TASK MATERIAL below:

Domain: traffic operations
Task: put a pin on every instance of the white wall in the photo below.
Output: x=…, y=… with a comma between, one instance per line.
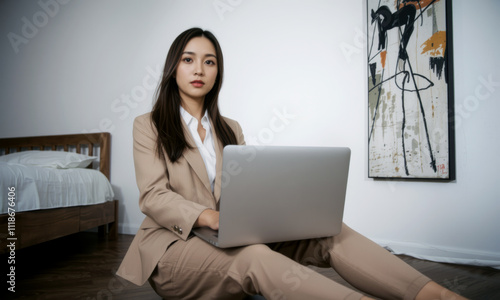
x=91, y=65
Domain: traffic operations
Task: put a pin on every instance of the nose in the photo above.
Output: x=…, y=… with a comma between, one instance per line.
x=198, y=69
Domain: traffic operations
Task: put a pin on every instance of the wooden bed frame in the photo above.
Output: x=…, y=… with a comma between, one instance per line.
x=34, y=227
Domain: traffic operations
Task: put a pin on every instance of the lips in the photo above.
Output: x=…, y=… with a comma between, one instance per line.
x=197, y=83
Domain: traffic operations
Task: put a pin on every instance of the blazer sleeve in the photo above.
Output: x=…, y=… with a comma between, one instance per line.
x=165, y=207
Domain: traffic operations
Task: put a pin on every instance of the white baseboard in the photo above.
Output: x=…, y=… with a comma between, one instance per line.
x=442, y=254
x=128, y=229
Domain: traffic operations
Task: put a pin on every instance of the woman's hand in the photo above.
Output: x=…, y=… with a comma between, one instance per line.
x=208, y=218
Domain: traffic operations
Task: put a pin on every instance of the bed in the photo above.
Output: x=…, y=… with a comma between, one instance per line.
x=25, y=224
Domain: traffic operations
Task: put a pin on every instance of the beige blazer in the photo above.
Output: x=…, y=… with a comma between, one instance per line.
x=172, y=196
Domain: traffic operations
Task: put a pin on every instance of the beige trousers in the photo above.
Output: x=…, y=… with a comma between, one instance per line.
x=194, y=269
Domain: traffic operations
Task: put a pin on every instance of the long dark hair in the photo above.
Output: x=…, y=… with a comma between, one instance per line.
x=166, y=114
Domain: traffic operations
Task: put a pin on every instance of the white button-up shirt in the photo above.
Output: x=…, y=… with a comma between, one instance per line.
x=206, y=147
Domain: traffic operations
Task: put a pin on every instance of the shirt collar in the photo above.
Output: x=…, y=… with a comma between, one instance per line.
x=188, y=118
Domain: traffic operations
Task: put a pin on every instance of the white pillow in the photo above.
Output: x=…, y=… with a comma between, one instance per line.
x=50, y=159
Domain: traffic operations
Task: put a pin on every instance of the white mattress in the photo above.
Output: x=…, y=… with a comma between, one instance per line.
x=45, y=188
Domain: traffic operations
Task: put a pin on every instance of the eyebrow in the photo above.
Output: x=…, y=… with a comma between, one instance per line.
x=193, y=53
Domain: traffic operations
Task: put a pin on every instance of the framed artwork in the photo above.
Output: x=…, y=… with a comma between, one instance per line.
x=410, y=90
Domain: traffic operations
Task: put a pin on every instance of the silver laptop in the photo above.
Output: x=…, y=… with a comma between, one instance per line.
x=279, y=193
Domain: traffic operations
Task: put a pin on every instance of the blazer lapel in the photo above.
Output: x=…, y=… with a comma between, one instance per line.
x=193, y=157
x=218, y=165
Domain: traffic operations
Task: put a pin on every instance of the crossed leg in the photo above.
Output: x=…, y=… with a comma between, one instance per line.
x=194, y=269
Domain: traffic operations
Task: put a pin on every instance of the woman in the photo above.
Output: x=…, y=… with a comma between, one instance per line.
x=177, y=157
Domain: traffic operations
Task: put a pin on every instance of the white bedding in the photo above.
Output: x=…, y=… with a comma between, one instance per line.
x=45, y=188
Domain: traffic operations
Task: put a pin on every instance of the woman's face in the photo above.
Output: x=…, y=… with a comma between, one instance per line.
x=197, y=70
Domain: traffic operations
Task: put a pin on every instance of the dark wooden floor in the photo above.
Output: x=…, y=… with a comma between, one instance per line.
x=82, y=267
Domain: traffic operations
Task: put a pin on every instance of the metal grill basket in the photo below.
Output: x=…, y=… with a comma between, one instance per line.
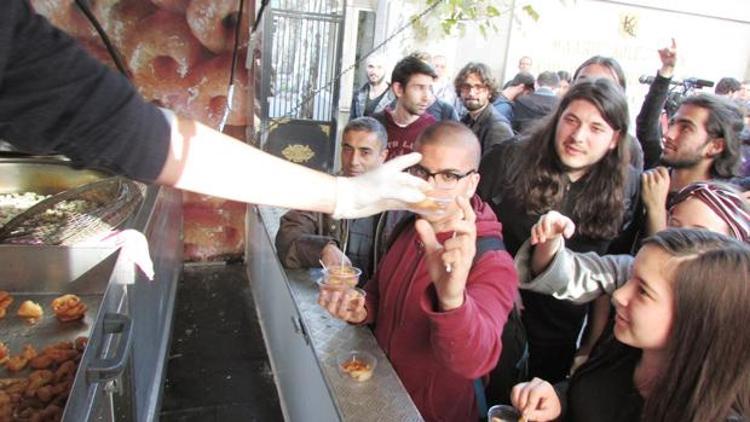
x=77, y=214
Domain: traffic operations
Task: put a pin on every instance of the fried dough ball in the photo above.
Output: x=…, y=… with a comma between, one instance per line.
x=69, y=308
x=31, y=311
x=161, y=52
x=42, y=361
x=66, y=371
x=38, y=379
x=5, y=300
x=209, y=81
x=6, y=406
x=62, y=345
x=213, y=23
x=18, y=363
x=176, y=6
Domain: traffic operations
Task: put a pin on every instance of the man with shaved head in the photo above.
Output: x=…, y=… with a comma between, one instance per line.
x=442, y=293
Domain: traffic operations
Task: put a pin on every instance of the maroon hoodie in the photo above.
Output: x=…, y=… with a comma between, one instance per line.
x=437, y=354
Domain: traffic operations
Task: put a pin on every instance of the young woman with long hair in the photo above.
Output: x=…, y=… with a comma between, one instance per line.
x=575, y=161
x=678, y=348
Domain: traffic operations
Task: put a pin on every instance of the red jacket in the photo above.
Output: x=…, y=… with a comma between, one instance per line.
x=437, y=355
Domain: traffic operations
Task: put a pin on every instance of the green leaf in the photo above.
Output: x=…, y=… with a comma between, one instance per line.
x=483, y=30
x=531, y=12
x=447, y=25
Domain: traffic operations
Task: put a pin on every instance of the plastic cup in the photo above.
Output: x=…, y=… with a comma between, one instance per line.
x=433, y=204
x=353, y=295
x=340, y=277
x=356, y=365
x=503, y=413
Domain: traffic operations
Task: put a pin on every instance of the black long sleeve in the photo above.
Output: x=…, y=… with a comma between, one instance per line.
x=54, y=97
x=647, y=128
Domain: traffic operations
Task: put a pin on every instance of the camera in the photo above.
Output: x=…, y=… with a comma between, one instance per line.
x=678, y=91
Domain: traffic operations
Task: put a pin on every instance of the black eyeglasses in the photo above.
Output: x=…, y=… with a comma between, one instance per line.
x=444, y=179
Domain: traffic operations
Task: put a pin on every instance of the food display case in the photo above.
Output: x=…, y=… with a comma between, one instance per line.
x=129, y=317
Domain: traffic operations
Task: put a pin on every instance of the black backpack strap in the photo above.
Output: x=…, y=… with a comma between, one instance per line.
x=484, y=244
x=488, y=243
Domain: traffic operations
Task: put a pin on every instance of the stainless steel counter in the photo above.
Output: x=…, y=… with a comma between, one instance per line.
x=304, y=341
x=120, y=375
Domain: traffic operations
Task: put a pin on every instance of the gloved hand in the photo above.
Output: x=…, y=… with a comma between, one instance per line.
x=382, y=189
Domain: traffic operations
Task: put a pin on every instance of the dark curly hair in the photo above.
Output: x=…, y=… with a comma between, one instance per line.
x=483, y=72
x=537, y=177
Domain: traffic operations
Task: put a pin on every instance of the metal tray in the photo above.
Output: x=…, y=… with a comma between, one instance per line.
x=43, y=176
x=88, y=273
x=16, y=332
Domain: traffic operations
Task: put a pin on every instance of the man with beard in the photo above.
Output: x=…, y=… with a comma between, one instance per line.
x=374, y=95
x=307, y=238
x=575, y=162
x=702, y=143
x=437, y=305
x=411, y=80
x=477, y=88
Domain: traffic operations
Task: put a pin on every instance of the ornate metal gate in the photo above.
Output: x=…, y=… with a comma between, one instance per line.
x=299, y=86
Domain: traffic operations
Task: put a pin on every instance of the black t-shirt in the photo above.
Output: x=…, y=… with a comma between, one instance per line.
x=372, y=104
x=54, y=97
x=603, y=388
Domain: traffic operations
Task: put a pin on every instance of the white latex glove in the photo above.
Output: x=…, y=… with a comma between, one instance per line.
x=385, y=188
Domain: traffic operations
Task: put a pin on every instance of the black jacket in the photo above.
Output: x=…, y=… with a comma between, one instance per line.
x=490, y=127
x=54, y=97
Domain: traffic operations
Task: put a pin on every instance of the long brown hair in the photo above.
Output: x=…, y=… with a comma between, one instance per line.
x=537, y=178
x=707, y=370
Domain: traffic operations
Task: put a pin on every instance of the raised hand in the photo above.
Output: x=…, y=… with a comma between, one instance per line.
x=655, y=188
x=550, y=226
x=449, y=264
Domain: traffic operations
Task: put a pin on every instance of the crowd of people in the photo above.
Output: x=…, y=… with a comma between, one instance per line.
x=629, y=247
x=623, y=249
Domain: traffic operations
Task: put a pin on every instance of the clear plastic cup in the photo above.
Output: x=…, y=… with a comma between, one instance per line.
x=340, y=277
x=433, y=204
x=356, y=365
x=353, y=296
x=504, y=413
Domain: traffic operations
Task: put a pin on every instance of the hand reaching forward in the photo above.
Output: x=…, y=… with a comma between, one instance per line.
x=544, y=234
x=550, y=226
x=385, y=188
x=449, y=264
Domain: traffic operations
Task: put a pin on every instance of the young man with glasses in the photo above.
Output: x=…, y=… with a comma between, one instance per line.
x=438, y=308
x=477, y=89
x=411, y=82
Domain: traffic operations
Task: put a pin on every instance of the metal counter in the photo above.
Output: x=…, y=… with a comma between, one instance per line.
x=303, y=341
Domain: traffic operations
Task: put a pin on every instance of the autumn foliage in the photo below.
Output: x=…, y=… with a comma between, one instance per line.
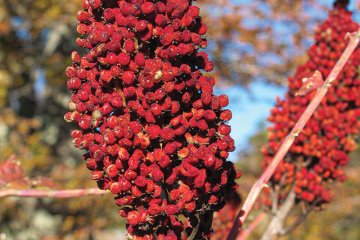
x=321, y=151
x=154, y=132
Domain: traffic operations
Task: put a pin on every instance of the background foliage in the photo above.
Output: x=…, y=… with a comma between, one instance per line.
x=36, y=39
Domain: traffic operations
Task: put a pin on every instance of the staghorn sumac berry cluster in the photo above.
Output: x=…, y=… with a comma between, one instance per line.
x=321, y=150
x=155, y=134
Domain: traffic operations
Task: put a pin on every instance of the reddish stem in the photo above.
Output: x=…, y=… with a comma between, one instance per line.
x=35, y=193
x=285, y=146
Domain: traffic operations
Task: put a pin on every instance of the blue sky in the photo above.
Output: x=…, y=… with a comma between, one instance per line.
x=250, y=109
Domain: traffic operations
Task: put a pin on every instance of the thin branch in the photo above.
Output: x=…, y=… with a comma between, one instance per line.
x=285, y=146
x=245, y=233
x=276, y=227
x=35, y=193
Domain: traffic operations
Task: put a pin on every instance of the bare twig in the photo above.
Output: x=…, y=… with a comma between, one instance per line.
x=35, y=193
x=285, y=146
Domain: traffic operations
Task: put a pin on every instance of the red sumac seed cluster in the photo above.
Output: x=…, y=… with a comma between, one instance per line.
x=155, y=134
x=321, y=150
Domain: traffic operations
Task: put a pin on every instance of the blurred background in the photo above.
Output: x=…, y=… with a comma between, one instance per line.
x=255, y=44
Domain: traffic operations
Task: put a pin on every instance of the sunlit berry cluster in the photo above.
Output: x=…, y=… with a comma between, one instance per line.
x=321, y=150
x=155, y=134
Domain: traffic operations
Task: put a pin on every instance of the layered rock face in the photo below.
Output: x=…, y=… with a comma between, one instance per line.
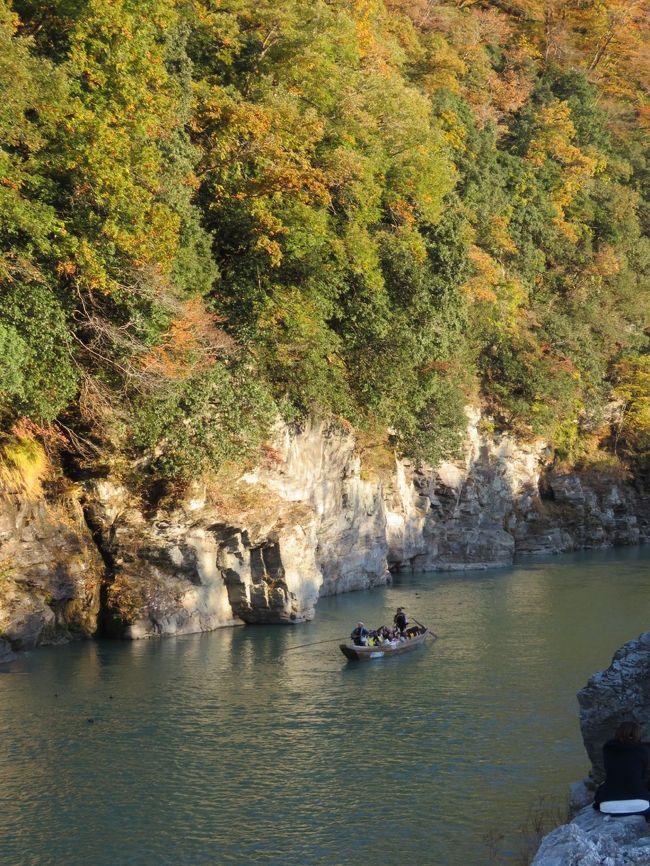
x=620, y=693
x=50, y=571
x=312, y=520
x=502, y=499
x=592, y=839
x=191, y=568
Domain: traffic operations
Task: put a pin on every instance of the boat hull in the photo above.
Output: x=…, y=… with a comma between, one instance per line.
x=369, y=653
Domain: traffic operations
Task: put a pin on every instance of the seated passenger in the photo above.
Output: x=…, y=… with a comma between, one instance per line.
x=627, y=761
x=359, y=635
x=400, y=619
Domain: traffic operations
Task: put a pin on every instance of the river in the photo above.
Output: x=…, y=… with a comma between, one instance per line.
x=233, y=748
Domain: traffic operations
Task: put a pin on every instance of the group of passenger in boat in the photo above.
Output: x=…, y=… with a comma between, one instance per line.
x=361, y=636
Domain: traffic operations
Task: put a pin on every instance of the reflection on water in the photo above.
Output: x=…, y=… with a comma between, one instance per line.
x=234, y=748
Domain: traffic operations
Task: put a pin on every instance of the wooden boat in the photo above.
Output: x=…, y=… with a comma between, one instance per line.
x=366, y=653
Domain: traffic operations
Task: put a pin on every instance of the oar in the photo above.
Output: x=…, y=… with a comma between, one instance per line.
x=316, y=643
x=433, y=634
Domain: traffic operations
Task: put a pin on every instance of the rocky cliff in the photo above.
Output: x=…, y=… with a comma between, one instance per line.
x=50, y=569
x=318, y=516
x=620, y=693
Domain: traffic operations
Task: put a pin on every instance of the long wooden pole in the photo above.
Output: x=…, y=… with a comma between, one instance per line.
x=301, y=645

End of TASK MATERIAL.

* BRIEF *
The answer must be an exact copy of the lines above, from the start of the records through the line with "Task: put a pin on every instance of the wooden bed", and of nothing else; no pictures belong in it.

* THE ANSWER *
Domain: traffic operations
Task: put a pin on every instance of the white wall in the photo below.
Output: x=…, y=… with a comma between, one instance per line.
x=91, y=65
Domain: traffic operations
Task: put a pin on every instance of the nose in the photo above.
Output: x=…, y=… with a comma between, one instance per line.
x=198, y=69
Domain: traffic operations
Task: put a pin on every instance of the wooden bed frame in the photo above.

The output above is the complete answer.